- _SOURCE RECORDS_

• • • • •

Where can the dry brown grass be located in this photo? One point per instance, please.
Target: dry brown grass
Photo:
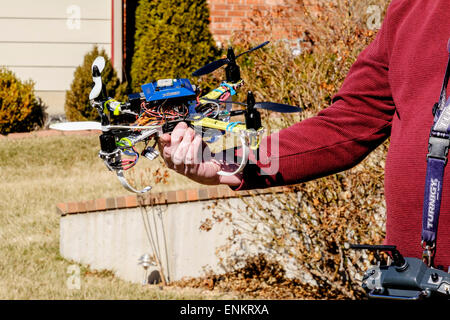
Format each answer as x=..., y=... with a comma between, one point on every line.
x=35, y=175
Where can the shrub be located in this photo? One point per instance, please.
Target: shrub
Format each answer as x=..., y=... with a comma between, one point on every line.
x=77, y=106
x=172, y=40
x=20, y=109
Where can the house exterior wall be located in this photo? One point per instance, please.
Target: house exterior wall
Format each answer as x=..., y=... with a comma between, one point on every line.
x=46, y=40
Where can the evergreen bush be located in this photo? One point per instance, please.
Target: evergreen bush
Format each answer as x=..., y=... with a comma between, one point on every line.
x=20, y=109
x=172, y=40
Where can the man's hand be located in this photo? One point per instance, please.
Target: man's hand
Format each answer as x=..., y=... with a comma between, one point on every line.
x=183, y=151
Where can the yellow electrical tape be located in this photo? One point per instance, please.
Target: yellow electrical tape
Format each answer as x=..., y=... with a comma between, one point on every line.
x=217, y=124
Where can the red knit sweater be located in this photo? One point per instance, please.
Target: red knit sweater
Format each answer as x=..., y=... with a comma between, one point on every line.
x=389, y=92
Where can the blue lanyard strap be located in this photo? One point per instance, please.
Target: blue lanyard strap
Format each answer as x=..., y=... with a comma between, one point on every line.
x=438, y=146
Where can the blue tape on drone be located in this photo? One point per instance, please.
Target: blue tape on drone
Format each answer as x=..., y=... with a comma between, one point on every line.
x=232, y=91
x=231, y=125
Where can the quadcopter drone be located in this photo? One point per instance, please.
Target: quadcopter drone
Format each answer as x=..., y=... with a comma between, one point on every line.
x=161, y=105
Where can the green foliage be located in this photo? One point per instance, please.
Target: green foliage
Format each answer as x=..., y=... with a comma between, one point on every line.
x=20, y=109
x=77, y=106
x=172, y=40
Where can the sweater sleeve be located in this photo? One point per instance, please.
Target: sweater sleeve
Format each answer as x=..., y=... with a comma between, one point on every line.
x=338, y=137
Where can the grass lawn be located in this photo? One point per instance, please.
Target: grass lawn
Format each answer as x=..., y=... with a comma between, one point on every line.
x=39, y=172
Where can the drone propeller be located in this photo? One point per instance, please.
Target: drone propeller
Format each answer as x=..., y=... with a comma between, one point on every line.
x=230, y=59
x=76, y=126
x=271, y=106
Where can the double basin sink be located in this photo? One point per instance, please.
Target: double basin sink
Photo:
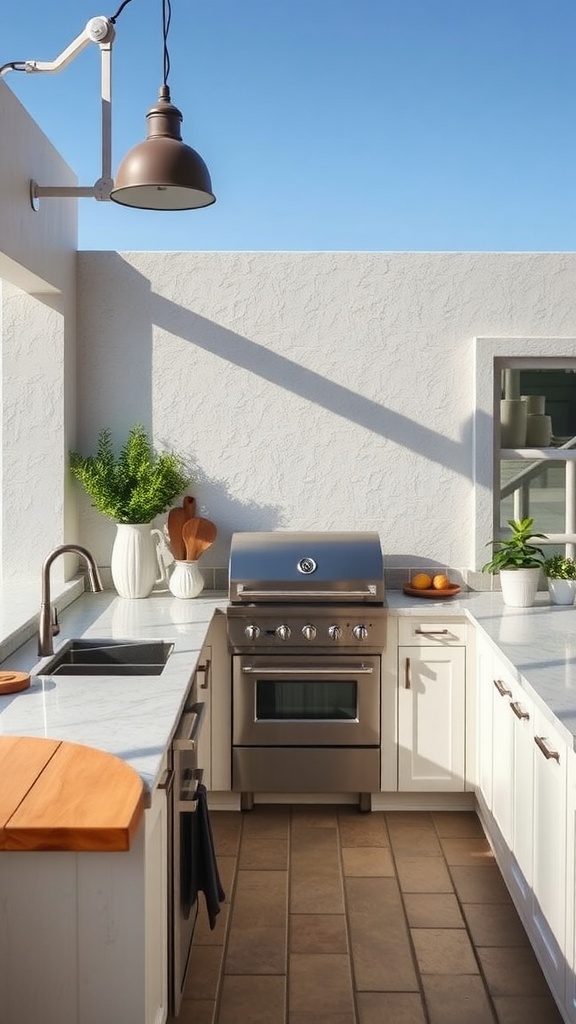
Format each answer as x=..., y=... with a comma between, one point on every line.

• • • • •

- _WHAT IS REQUIRED_
Go through the records and repeat each one exactly, skipping anything that is a picture.

- _RESPONSE FOR THIS EXERCISE_
Where can the dry brown grass be located in this photo? One point per instance, please.
Target: dry brown grass
Photo:
Format each answer as x=..., y=... with a comma between, one point on every line.
x=35, y=175
Where can the shrub be located in this photo? One point per instance, please.
Target: shrub
Format each answer as x=..., y=... with a comma between, one point on every line.
x=77, y=106
x=172, y=40
x=20, y=109
Where can the house exterior wall be located in this photo? One point per instance, please.
Target: house exterior wall
Format each answer as x=..., y=... with a comma between, one point on every line.
x=46, y=40
Where can the evergreen bush be located in this photo? One point per instance, please.
Target: evergreen bush
Format each answer as x=..., y=... with a comma between, one point on every line.
x=20, y=109
x=172, y=40
Where can the man's hand be located in this photo? One point per instance, please.
Target: man's hand
Format each answer as x=..., y=... with a comma between, one point on every line.
x=183, y=151
Where can the yellow electrical tape be located in this photo? One point per instance, please.
Target: yellow electrical tape
Format each answer as x=..., y=... with a comma between, one point on every line.
x=217, y=124
Where can the red knit sweater be located in this photo? One point per instance, please.
Target: red knit sweater
Format each answer as x=..., y=... with a comma between, one point on every line.
x=389, y=92
Where can the blue lanyard strap be located in this photo? One point per instance, please.
Target: blue lanyard strap
Format each answer as x=..., y=... with a comma between, one point on every line.
x=438, y=146
Where can the blue tape on drone be located in this photo? One point per instance, please.
Target: blue tape on drone
Format each answer as x=..., y=... with a comma between, one point on every line.
x=232, y=91
x=231, y=125
Where can the quadcopter drone be located in this photo? One point per instance, please.
Target: quadcopter drone
Format each answer as x=..., y=... with a comma between, one point on every line.
x=161, y=105
Where can the green foliage be located in this photo? One point per instance, please.
Target: green foliage
Format each answer as x=..., y=... with a comma between, one point on every line.
x=20, y=109
x=77, y=106
x=172, y=40
Where can the sweater sleeve be located in this photo? One point per instance, please.
Target: sweater sleeve
Format each answer as x=..., y=... with a comma between, one point on every line.
x=338, y=137
Where can the grass lawn be located in this photo? One point per instance, please.
Target: grass lawn
Format each answer as x=..., y=... with a comma between, one point on every line.
x=39, y=172
Where can the drone propeller be located in this photo? One point per instance, please.
Target: drone propeller
Format each answer as x=..., y=... with a comma between, one point on every line.
x=230, y=59
x=76, y=126
x=271, y=106
Where can the double basin sink be located in this photo? One point per instance, please.
Target: double basin sink
Photo:
Format each answer as x=..., y=... with a comma between, one point on every line.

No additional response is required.